» Selected passage:
━━━━━━━━━━

# Pyclense Demo: Cleaning the Beach Dataset

This notebook demonstrates how to use the `pyclense` library to build a sequential data cleaning pipeline for the `dataset.csv` file.

In [1]:
import pandas as pd
import numpy as np
import os
import sys

# Add project root to path to import pyclense
module_path = os.path.abspath(os.path.join('..'))
if module_path not in sys.path:
    sys.path.append(module_path)

from pyclense.base import BaseCleaner
from pyclense.standardizer import FormatStandardizer
from pyclense.missing import MissingDataCleaner
from demo_cleaner import DemoCleaner

## 2. Loading the Messy Dataset

Let's load the `dataset.csv` file from the `data` folder. It contains several data quality issues that we will address with our pipeline.

━━━━━━━━━━

» Data shown:

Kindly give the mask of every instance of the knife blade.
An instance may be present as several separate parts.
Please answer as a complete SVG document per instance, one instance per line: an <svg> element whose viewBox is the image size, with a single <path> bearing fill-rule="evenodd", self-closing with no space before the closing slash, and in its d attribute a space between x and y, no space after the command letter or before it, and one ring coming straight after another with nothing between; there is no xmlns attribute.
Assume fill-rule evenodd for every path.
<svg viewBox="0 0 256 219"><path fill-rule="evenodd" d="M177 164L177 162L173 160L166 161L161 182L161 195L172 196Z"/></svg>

━━━━━━━━━━

» Requests:
• 1. In the beach dataset notebook, from which folder is `dataset.csv` loaded?
• 2. Pick up the beach dataset notebook right after its last sentence and continue it.

» Per-task answers:
• 1. The `data` folder.

• 2.
In [2]:
# Load the dataset from the data folder
data_path = os.path.join('..', 'data', 'dataset.csv')
df_messy = pd.read_csv(data_path)

print('--- Original Messy Data ---')
print(f"Loaded {len(df_messy)} rows from {data_path}")
df_messy.head()

--- Original Messy Data ---
Loaded 150 rows from ..\data\dataset.csv


Unnamed: 0,Country,Beach / Location Name,Accommodation Name,Rating (Out of 5),Fee (USD/Night),Review Date,Written Review
0,Turks and Caicos,Grace Bay Beach,Amanyara,4.9,"$1,800",20-Nov-25,Impossibly white sand and water so blue it loo...
1,Portugal,Praia da Falésia (Algarve),"Pine Cliffs Hotel, a Luxury Collection",4.7,$410,10/15/2025,The dramatic golden cliffs meet the azure Atla...
2,Mexico,Tulum Beach,Be Tulum Hotel,4.5,$650,1-Dec-25,"Chic, bohemian luxury right on the white sands..."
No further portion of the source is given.